— Problem —
Reproduce the passage on Brexit exactly, starting at "The core change" and ending at "wounds may re-open.".
------ Given passage ------
The core change in the New Britain being forged is – Brexit. It has been hidden behind Covid for a few months. It has not gone away. You have to be wilfully in denial not to see the damage already done, and not to be concerned at what it might mean.
Brexit divided England and Wales from Scotland and Northern Ireland. It divided political parties and families; the young and their elders; business and trade unions; and friend from friend. As its full impact becomes apparent in the New Year, old wounds may re-open.
There is no consensus on Brexit, and never has been. It was a bitterly divisive policy, and uncorked a populism that may be difficult to quell.
The Referendum debate was unlike any I have known before. Emotion overcame reality. And, in the search for hearts and minds and votes, fiction defeated fact and fostered a belief in a past that never was – whilst boosting enthusiasm for a future that may never be. If that mode of politics takes root, it will kill all respect in our system of government.
In the Referendum, Britons voted to leave the European Union. I have never hidden my view, nor have I changed it. To my mind – and I am no starry-eyed European – Brexit is the worst foreign policy decision in my lifetime.
I have seen the EU from the inside and know its frustrations. But have no doubt we were better off in than we will be out. The decision to leave will damage our future in many ways, and the reassurances we are given are unconvincing.
Brexit was sold to our electors on false premises. Promises made will not – indeed, cannot – be kept. To leave the EU – to separate ourselves from our neighbours – was sold as “regaining sovereignty”, but it is, and will prove to be, a long and painful ball and chain on our national wellbeing.
After the Referendum, Brexiteers did not even bother to argue the merits of their case – why should they? – it was “the will of the people”. And once “the will of the people” was asserted as a repeated mantra – and the Brexit leaders claimed to speak for all “the people” – any opposition to Brexit became illegitimate, and any contrary view was howled down.
------ Source data ------
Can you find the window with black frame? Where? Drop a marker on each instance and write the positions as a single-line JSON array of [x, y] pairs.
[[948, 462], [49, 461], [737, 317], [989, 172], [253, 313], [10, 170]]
------
— Result for this exercise —
The core change in the New Britain being forged is – Brexit. It has been hidden behind Covid for a few months. It has not gone away. You have to be wilfully in denial not to see the damage already done, and not to be concerned at what it might mean.
Brexit divided England and Wales from Scotland and Northern Ireland. It divided political parties and families; the young and their elders; business and trade unions; and friend from friend. As its full impact becomes apparent in the New Year, old wounds may re-open.